» Required work
Print each of the rows below verbatim, with no changes.

» Entries
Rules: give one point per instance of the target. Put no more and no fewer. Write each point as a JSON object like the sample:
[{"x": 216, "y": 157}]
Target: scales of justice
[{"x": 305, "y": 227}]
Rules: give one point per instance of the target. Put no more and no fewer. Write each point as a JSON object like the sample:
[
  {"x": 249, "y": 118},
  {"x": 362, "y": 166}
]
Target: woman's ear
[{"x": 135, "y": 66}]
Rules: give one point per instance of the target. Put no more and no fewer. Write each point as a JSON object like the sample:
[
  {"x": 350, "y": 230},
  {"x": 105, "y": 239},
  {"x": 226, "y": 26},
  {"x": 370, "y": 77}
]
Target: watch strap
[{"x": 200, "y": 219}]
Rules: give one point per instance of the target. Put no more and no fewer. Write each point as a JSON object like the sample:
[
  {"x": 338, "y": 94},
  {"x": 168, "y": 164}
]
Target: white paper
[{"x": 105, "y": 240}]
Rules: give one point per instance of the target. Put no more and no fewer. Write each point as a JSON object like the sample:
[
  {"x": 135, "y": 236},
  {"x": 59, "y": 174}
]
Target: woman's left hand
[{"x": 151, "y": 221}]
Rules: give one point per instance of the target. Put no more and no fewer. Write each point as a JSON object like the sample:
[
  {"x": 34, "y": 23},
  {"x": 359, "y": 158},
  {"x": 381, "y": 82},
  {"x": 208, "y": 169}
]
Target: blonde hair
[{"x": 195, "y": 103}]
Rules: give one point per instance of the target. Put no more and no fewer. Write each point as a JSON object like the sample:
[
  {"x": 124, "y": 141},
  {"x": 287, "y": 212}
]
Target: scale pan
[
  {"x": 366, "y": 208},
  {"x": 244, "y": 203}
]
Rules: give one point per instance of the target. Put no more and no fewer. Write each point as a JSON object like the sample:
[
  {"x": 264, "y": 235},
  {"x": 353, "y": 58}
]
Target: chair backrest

» Reply
Rules: give one point per instance of the target. Put no more and no fewer. Write each point as a JSON object like the sample:
[{"x": 216, "y": 157}]
Target: scales of justice
[{"x": 305, "y": 227}]
Rules: give one point per instance of the target. Put no more and no fewer. Write each point as a JSON object like the sample:
[
  {"x": 249, "y": 118},
  {"x": 362, "y": 166}
]
Target: woman's ear
[{"x": 135, "y": 66}]
Rules: give one point per instance of the target. Put no more and no fewer. Write each point as a JSON object like the sample:
[
  {"x": 350, "y": 230},
  {"x": 105, "y": 239},
  {"x": 226, "y": 26},
  {"x": 370, "y": 77}
]
Target: watch strap
[{"x": 200, "y": 219}]
Rules: give one point per instance of the target. Put no more and no fewer. Write each point as a JSON object like the sample:
[
  {"x": 338, "y": 94},
  {"x": 168, "y": 164}
]
Target: white paper
[{"x": 105, "y": 240}]
Rules: give one point per instance of the target. Put no more and no fewer. Write each point as a JSON object like the sample:
[
  {"x": 135, "y": 236},
  {"x": 59, "y": 174}
]
Target: woman's left hand
[{"x": 151, "y": 221}]
Rules: give one point per instance of the target. Put no more and no fewer. Write each point as a JSON object like the sample:
[
  {"x": 34, "y": 23},
  {"x": 359, "y": 158},
  {"x": 381, "y": 82},
  {"x": 208, "y": 169}
]
Target: blonde hair
[{"x": 195, "y": 103}]
Rules: give one point per instance of the target. Put no more and no fewer. Write each point as a JSON object like the sample:
[
  {"x": 124, "y": 141},
  {"x": 287, "y": 212}
]
Target: scale pan
[
  {"x": 366, "y": 208},
  {"x": 244, "y": 203}
]
Rules: give one point per instance of the target. Put no more and no fewer. Write each point as a JSON object like the sample:
[
  {"x": 264, "y": 235},
  {"x": 353, "y": 58}
]
Target: chair backrest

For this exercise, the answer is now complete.